Exercise task
Which lines in the records below contain the word "bare"? Copy out each one, treating uppercase and lowercase letters as different.

Data supplied

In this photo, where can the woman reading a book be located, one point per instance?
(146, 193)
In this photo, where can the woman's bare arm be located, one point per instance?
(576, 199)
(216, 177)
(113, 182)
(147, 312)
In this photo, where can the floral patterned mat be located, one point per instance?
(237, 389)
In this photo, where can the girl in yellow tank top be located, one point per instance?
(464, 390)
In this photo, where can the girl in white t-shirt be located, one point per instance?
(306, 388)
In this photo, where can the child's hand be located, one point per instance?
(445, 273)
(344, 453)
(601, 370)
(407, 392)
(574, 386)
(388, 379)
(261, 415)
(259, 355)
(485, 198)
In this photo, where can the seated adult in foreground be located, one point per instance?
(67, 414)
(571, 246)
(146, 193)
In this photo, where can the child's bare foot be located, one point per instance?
* * *
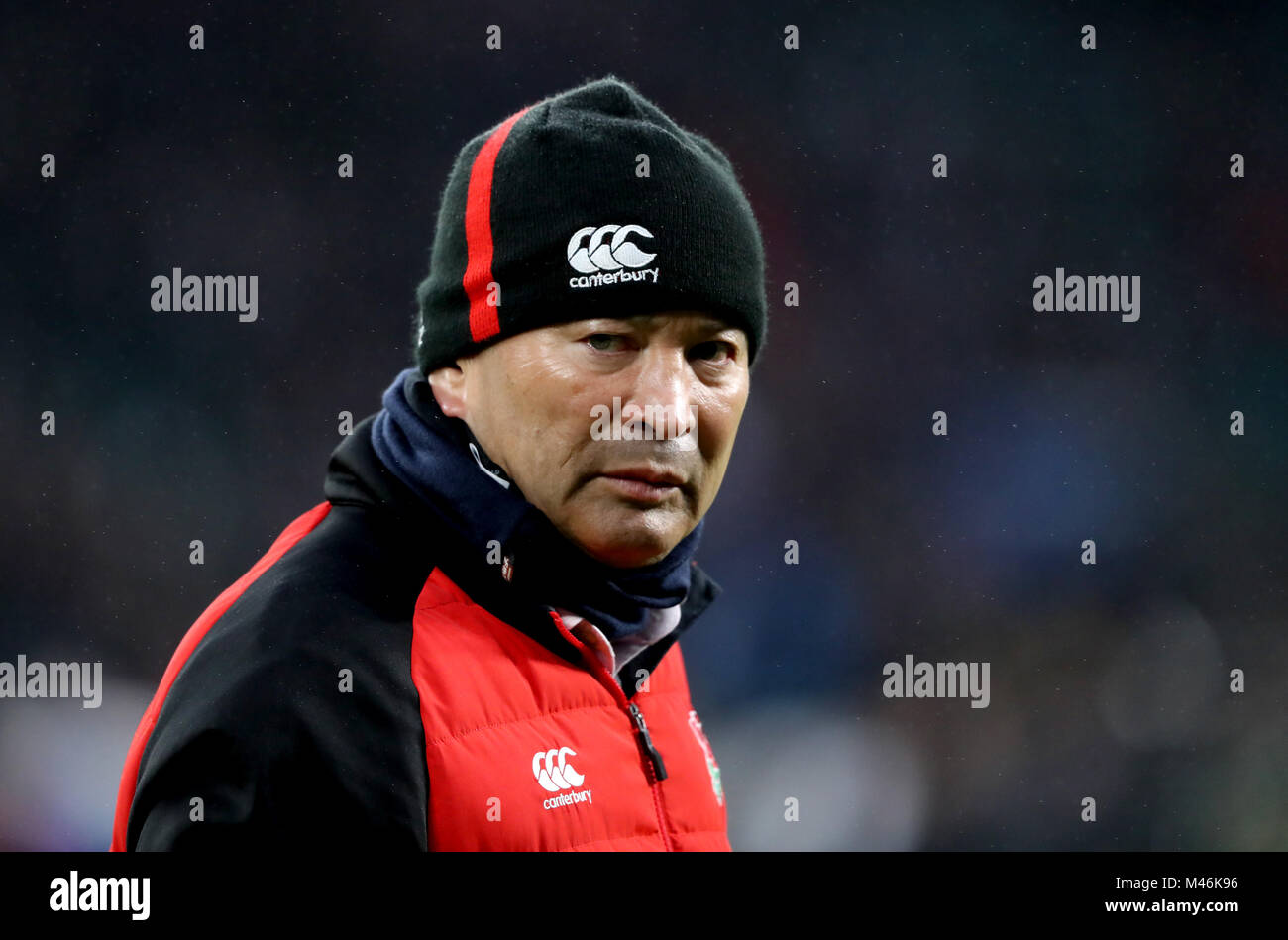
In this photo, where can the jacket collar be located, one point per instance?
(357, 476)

The response
In this photo, where can the woman's bare arm be located, one point per instance?
In this photo, where can the child's bare foot be located, one point per instance?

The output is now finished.